▼

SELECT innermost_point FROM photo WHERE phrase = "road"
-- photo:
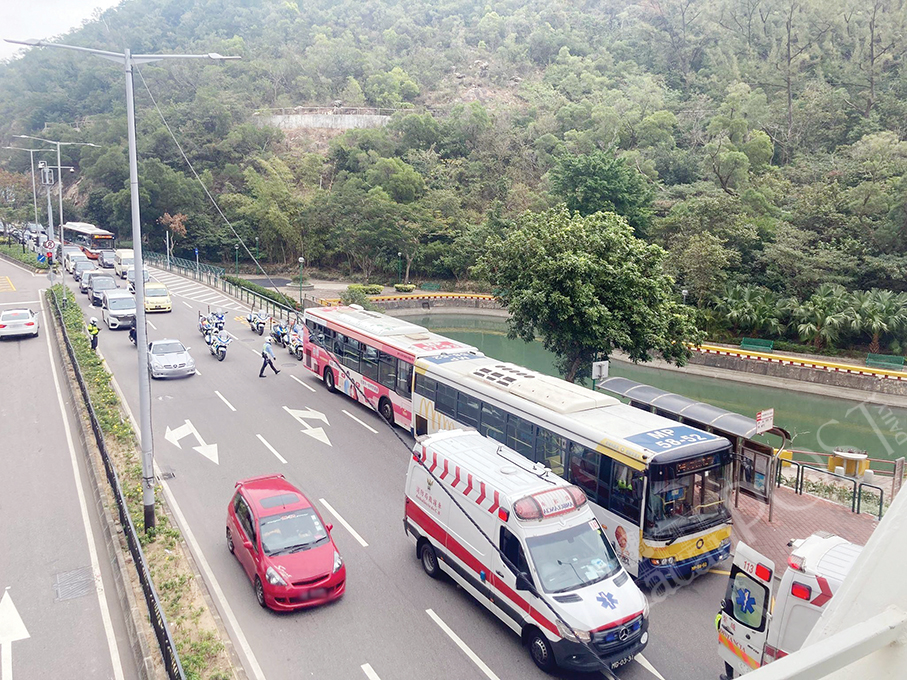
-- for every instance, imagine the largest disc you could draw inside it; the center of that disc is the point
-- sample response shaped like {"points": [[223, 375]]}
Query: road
{"points": [[59, 613], [384, 626]]}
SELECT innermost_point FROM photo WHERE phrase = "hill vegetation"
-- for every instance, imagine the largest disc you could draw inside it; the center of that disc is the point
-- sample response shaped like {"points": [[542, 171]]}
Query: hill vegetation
{"points": [[759, 142]]}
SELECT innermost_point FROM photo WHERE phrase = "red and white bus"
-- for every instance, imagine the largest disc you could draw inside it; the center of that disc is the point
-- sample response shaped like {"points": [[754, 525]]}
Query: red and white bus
{"points": [[91, 239], [376, 352]]}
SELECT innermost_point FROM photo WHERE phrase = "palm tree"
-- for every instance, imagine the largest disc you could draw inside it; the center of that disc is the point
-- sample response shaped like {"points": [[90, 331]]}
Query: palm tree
{"points": [[877, 312]]}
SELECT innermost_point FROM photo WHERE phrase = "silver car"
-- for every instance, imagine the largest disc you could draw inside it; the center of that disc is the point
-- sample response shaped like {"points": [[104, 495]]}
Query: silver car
{"points": [[15, 322], [169, 359]]}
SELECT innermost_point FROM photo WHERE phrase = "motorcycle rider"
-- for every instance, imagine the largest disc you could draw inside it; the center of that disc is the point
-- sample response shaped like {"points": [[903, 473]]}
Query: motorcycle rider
{"points": [[267, 355], [93, 331]]}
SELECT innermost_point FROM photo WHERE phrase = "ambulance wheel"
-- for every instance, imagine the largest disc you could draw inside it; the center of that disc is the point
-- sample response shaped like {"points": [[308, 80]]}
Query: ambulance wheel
{"points": [[386, 409], [329, 378], [429, 560], [540, 649]]}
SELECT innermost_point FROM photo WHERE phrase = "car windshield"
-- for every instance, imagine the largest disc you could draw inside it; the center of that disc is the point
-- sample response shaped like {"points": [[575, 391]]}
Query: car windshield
{"points": [[167, 348], [292, 531], [121, 303], [572, 558]]}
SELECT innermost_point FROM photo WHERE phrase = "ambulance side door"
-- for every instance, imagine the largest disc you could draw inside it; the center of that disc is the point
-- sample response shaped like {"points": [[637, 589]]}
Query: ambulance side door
{"points": [[746, 610]]}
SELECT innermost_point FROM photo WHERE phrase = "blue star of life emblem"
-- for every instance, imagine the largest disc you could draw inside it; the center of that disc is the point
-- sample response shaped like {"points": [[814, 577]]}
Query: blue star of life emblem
{"points": [[608, 601], [745, 601]]}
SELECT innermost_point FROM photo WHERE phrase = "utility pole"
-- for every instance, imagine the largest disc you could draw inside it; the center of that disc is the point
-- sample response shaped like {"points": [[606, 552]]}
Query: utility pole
{"points": [[128, 61]]}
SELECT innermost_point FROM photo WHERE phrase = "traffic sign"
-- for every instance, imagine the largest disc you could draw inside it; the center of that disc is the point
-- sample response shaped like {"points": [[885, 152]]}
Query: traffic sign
{"points": [[765, 420]]}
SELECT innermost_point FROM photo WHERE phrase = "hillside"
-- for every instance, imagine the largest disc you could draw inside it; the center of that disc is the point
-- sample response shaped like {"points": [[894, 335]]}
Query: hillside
{"points": [[759, 141]]}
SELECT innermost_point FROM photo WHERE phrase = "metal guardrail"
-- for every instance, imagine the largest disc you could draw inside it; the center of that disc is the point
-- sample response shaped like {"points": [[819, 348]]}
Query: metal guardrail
{"points": [[172, 664]]}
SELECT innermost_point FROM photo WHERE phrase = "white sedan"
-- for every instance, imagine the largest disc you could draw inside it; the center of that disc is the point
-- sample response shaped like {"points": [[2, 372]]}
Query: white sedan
{"points": [[15, 322]]}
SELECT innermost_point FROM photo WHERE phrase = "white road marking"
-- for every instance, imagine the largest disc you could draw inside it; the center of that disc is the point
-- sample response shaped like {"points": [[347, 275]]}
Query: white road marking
{"points": [[360, 422], [369, 672], [343, 522], [86, 522], [462, 645], [183, 525], [272, 449], [224, 399], [308, 387]]}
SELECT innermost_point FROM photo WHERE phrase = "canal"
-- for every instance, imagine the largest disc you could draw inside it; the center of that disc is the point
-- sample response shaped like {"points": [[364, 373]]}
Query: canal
{"points": [[816, 423]]}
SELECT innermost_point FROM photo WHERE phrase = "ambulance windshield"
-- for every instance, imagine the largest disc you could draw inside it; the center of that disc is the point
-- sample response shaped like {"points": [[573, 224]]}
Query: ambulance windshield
{"points": [[572, 558]]}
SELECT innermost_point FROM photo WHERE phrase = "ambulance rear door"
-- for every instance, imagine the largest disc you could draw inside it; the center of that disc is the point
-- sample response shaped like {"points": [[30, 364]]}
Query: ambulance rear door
{"points": [[746, 610]]}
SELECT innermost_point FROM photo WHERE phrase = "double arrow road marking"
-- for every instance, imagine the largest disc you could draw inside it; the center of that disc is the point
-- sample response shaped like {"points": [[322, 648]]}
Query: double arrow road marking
{"points": [[209, 451]]}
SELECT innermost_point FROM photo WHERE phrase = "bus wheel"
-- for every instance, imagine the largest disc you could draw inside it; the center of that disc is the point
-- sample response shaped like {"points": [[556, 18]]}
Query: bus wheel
{"points": [[540, 649], [386, 409], [429, 560]]}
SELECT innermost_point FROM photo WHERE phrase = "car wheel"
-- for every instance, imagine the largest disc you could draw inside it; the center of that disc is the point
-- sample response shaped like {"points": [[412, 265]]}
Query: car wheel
{"points": [[540, 650], [260, 593], [429, 560], [329, 378], [386, 409]]}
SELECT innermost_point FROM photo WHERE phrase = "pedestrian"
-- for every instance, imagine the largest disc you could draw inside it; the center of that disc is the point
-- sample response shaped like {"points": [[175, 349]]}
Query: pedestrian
{"points": [[93, 331], [267, 356]]}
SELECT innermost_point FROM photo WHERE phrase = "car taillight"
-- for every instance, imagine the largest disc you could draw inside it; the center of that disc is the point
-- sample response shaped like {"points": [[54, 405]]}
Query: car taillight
{"points": [[801, 591]]}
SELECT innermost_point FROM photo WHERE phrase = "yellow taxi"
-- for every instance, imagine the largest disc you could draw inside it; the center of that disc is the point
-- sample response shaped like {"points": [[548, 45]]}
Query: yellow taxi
{"points": [[157, 297]]}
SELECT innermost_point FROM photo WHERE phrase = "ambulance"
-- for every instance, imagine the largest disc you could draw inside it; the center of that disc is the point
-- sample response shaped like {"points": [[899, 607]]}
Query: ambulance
{"points": [[752, 632], [566, 595]]}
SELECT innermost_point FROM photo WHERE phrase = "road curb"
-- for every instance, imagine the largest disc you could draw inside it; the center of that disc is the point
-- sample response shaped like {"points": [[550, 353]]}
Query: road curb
{"points": [[137, 626]]}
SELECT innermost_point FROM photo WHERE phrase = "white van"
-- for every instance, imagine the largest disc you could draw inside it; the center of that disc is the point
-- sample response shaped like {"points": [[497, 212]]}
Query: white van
{"points": [[545, 528], [752, 632], [123, 259]]}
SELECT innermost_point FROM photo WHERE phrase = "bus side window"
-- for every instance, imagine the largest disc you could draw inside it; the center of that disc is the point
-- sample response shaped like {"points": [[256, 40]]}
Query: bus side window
{"points": [[626, 492], [404, 378]]}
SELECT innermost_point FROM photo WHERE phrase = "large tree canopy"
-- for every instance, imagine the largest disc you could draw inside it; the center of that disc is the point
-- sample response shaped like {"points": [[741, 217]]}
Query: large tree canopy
{"points": [[587, 287]]}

▲

Problem details | Produce an exact copy of each line of data, skipping embedded images.

Your solution |
SELECT innermost_point FROM photo WHERE phrase = "road"
-- photo:
-- for every instance, imagine the largest disc you could draw inside it; the center of that disc is the point
-- sample response shaped like {"points": [[223, 375]]}
Query: road
{"points": [[59, 613], [384, 626]]}
SELECT innermost_point FROM photo WHERE phrase = "hill vegetation"
-- for every instance, imagine the largest disc you could draw inside it; the center of that disc is the point
-- sample response shaped like {"points": [[542, 171]]}
Query: hill vegetation
{"points": [[759, 142]]}
SELECT innermost_point FROM photo WHERE phrase = "red and white bus"
-- for every instance, imagine the largest disc you could draw inside it; the center of that disc is the point
-- sample response shaped like {"points": [[754, 525]]}
Query: red and white bus
{"points": [[91, 239], [376, 352]]}
SELECT innermost_point FROM photo WHERE phrase = "palm tree"
-- for every instance, imagine the largest disc you could draw inside it; the center of that disc is the point
-- sample response shaped like {"points": [[90, 331]]}
Query: palm tree
{"points": [[877, 312]]}
SELECT innermost_point FROM photo WHERE phrase = "silver car"
-- for every instance, imagine the largest disc you could draw inside it; the center of that disc is the point
-- sample response shaped like {"points": [[104, 495]]}
Query: silver car
{"points": [[15, 322], [169, 359]]}
SELECT innermost_point FROM photo WHERE phrase = "motorcycle rider"
-- for every instance, imagine the largest disc you could draw inside it; the center of that disc is the point
-- sample response shaped like {"points": [[903, 473]]}
Query: motorcycle rider
{"points": [[267, 355], [93, 331]]}
SELECT innermost_point FROM photo WHERE phrase = "ambulance wheel"
-- for every instance, imagine the largest disc you could draw inside it; the center of that disc is the point
-- sample response shaped like {"points": [[308, 80]]}
Query: ambulance wheel
{"points": [[386, 409], [329, 378], [429, 560], [540, 649]]}
SELECT innermost_point FROM photo WHERE phrase = "car windshield"
-- for every instance, imagine the largest disc you could draw inside it; the center of that disc is the point
-- sample response shaped like {"points": [[575, 391]]}
Query: car windshield
{"points": [[167, 348], [292, 531], [121, 303], [572, 558]]}
SELECT innermost_point FROM photo WHERE phrase = "ambulance side door"
-- for every instance, imagine the largest disc you could draw inside it; the center of that disc is the point
-- sample response shaped like {"points": [[637, 589]]}
Query: ambulance side door
{"points": [[746, 610]]}
SELECT innermost_point FROM photo WHERE phrase = "blue star of life emblem"
-- for every instance, imagine the largest disc you could draw inside it; the center of that disc is the point
-- sample response shaped like {"points": [[814, 577]]}
Query: blue star of life emblem
{"points": [[608, 601], [745, 601]]}
SELECT innermost_point FROM photo WHERE phrase = "utility pole"
-- for every instance, imagine the largest disc you could draw inside it; the center of that disc is the point
-- sample response shaped like {"points": [[606, 552]]}
Query: utility pole
{"points": [[128, 61]]}
SELECT innermost_point FROM photo WHERE phrase = "traffic sign"
-- for every instance, imagine the largest disc you could draw inside it; the center of that disc is the point
-- sample response shaped like {"points": [[885, 152]]}
Query: traffic sign
{"points": [[765, 420]]}
SELECT innermost_point FROM photo WHERE phrase = "hillside"
-- for every instance, imagine the largest disc you could draw inside it; the center of that disc is the point
-- sample response shaped like {"points": [[894, 335]]}
Query: hillside
{"points": [[759, 141]]}
SELECT innermost_point FROM photo WHERE phrase = "metal guardrail"
-- for every instance, imagine the largest disc you could draw inside it; the center of that disc is the point
-- sample response shaped like {"points": [[819, 348]]}
Query: metal guardrail
{"points": [[172, 664]]}
SELECT innermost_point FROM photo WHERE phrase = "white sedan"
-- for every instance, imagine the largest disc you could draw inside it; the center of that disc is the point
-- sample response shaped like {"points": [[2, 372]]}
Query: white sedan
{"points": [[15, 322]]}
SELECT innermost_point FROM photo WHERE phrase = "white road marking"
-- for every instance, imagine the largest disc you could draw inside it; the center of that disc is the point
-- sample response shaped like {"points": [[347, 275]]}
Query: white road marking
{"points": [[360, 422], [369, 672], [343, 522], [86, 522], [462, 645], [183, 525], [272, 449], [224, 399], [308, 387]]}
SELECT innermost_point FROM photo WHERE phrase = "canal"
-- for every instance, imagine the largest disc you could draw inside it; the center of that disc is the point
-- sample response shaped like {"points": [[364, 373]]}
Query: canal
{"points": [[816, 423]]}
SELECT innermost_point FROM photo WHERE phrase = "ambulance windshield"
-- for every instance, imagine the largest disc you could draw inside it; the center of that disc is the point
-- sample response shaped like {"points": [[573, 224]]}
Query: ambulance windshield
{"points": [[572, 558]]}
SELECT innermost_point FROM photo WHERE phrase = "ambulance rear door"
-- for every instance, imagine the largest disc you could draw inside it; the center of that disc is the point
-- sample response shaped like {"points": [[30, 364]]}
Query: ambulance rear door
{"points": [[746, 610]]}
SELECT innermost_point FROM photo WHERE phrase = "double arrow road marking"
-- for every instance, imagine the largest disc you could draw inside it; the center of that disc is the point
-- sample response shaped like {"points": [[322, 648]]}
Query: double arrow road marking
{"points": [[209, 451]]}
SELECT innermost_point FROM photo WHERE phrase = "bus wheel"
-- for every instance, imagine the largest disc you could draw inside it; the center of that disc is the point
-- sample response shaped like {"points": [[556, 18]]}
Query: bus wheel
{"points": [[540, 649], [386, 409], [429, 560]]}
SELECT innermost_point FROM photo WHERE phrase = "car wheel"
-- for every instance, imagine the largest disc you could draw inside it; the center of that disc is the point
-- sample response shaped like {"points": [[412, 265]]}
Query: car wheel
{"points": [[540, 650], [260, 593], [429, 560], [329, 378], [386, 409]]}
SELECT innermost_point FROM photo WHERE phrase = "pedestrian"
-- for every instance, imagine the largest disc you could draw inside it; the center of that disc is the point
-- sample response shaped like {"points": [[175, 349]]}
Query: pedestrian
{"points": [[93, 331], [267, 356]]}
SELECT innermost_point FROM photo WHERE phrase = "car taillight"
-- for every instance, imagine the largest disc you could draw inside it; the center of that disc is the point
-- sample response shaped like {"points": [[54, 405]]}
Query: car taillight
{"points": [[801, 591]]}
SELECT innermost_point FROM photo WHERE phrase = "yellow taxi"
-- for every instance, imagine the largest disc you could draw inside it; the center of that disc is the point
-- sample response shaped like {"points": [[548, 45]]}
Query: yellow taxi
{"points": [[157, 297]]}
SELECT innermost_point FROM photo WHERE phrase = "ambulance"
-- for every instance, imagine the largest disc you could draw inside it; the center of that disc is the point
-- sample response shaped like {"points": [[899, 607]]}
Query: ambulance
{"points": [[752, 632], [566, 595]]}
SELECT innermost_point FROM photo WHERE phrase = "road curb"
-- for every instance, imagine the largest disc you could draw inside it; the center of that disc is the point
-- sample response shaped like {"points": [[550, 353]]}
Query: road curb
{"points": [[137, 626]]}
SELECT innermost_point FROM photo WHERE phrase = "white van"
-- for every instance, imagine the largest disc you could draw inside it; the center of that disc is the point
-- sample response shaped like {"points": [[497, 212]]}
Query: white van
{"points": [[545, 528], [752, 632], [123, 259]]}
SELECT innermost_point FROM photo WHERE phrase = "bus side window"
-- for every instance, imagine the largest disc you could draw inside it; the center of that disc is the point
-- sample response shaped like {"points": [[256, 40]]}
Query: bus side window
{"points": [[626, 492], [404, 378]]}
SELECT innermost_point FROM photo WHERE phrase = "large tree canopy"
-- for every instance, imagine the largest disc you could draw inside it; the center of that disc is the point
-- sample response shaped like {"points": [[741, 217]]}
Query: large tree canopy
{"points": [[587, 287]]}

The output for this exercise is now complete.